Format all of the data below as a numbered list, omitting any blank lines.

* Start Stored data *

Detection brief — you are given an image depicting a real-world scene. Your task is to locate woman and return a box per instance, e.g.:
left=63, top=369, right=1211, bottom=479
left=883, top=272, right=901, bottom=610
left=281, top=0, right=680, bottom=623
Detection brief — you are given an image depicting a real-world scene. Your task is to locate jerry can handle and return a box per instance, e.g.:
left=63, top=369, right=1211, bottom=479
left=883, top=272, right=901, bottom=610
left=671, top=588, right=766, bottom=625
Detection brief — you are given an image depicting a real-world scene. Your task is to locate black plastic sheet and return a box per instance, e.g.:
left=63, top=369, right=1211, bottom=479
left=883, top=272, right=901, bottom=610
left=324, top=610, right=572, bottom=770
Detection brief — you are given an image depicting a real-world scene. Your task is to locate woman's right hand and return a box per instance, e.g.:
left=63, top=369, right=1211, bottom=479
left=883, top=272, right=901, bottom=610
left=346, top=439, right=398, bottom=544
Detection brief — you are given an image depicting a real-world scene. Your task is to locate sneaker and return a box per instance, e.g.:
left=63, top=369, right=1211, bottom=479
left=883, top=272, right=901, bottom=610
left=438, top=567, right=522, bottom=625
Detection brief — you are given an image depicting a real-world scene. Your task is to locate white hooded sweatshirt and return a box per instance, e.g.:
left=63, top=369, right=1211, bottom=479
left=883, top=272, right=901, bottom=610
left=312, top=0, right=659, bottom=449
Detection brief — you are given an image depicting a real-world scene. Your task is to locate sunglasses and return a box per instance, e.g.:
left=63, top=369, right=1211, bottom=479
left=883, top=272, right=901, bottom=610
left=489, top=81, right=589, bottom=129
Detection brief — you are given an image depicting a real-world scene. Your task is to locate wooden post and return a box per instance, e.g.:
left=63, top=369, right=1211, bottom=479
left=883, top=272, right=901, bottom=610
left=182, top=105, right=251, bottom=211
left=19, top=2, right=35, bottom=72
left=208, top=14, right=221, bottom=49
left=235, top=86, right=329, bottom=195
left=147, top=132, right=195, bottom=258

* End Stored data *

Result:
1. Detection brief — you are given an image depicting a real-world scene. Your task is to locate woman and return a box per instance, e.g.:
2. left=63, top=369, right=1211, bottom=479
3. left=883, top=272, right=901, bottom=610
4. left=281, top=0, right=680, bottom=623
5. Detection brief — you are given an image depicting a real-world scene. Your task is to locate jerry can handle and return a box per instance, e.g.:
6. left=63, top=369, right=1211, bottom=479
7. left=883, top=272, right=901, bottom=610
8. left=671, top=588, right=766, bottom=625
9. Detection brief — you are given an image depicting a real-world scene. Your task is to locate black plastic sheet and return a box per instance, e.g.:
10. left=63, top=369, right=1211, bottom=479
11. left=883, top=272, right=901, bottom=610
12. left=324, top=610, right=572, bottom=770
13. Detection brief — you are given an image depicting a real-world scene. Your task is to locate woman's right hand and return a box per instance, e.g.:
14. left=63, top=369, right=1211, bottom=479
15. left=883, top=272, right=901, bottom=610
16. left=346, top=439, right=398, bottom=544
17. Detection brief — you are given an image depicting a real-world scene. Your task is to locate sneaker and return a box per instance, e.g.:
18. left=63, top=369, right=1211, bottom=479
19. left=883, top=272, right=901, bottom=610
20. left=438, top=567, right=522, bottom=625
21. Detection brief — you are given an image depicting a real-world scene. Your task is to locate white hooded sweatshirt and return a box per instance, e.g.:
22. left=63, top=369, right=1211, bottom=479
23. left=883, top=272, right=901, bottom=610
24. left=312, top=0, right=659, bottom=449
25. Detection brief — you are given an image depicting a real-world scene. Your task is to locate sunglasses and return a box per instance, e.g.:
26. left=63, top=369, right=1211, bottom=479
27. left=883, top=272, right=901, bottom=610
28. left=489, top=81, right=589, bottom=129
29. Detection brief — you are given an image depicting a real-world scene. Your task is to locate wooden post and return a box per instance, e.g.:
30. left=63, top=369, right=1211, bottom=479
31. left=883, top=272, right=901, bottom=610
32. left=182, top=105, right=251, bottom=211
33. left=19, top=2, right=35, bottom=72
34. left=208, top=14, right=221, bottom=49
35. left=235, top=86, right=329, bottom=195
36. left=147, top=132, right=195, bottom=258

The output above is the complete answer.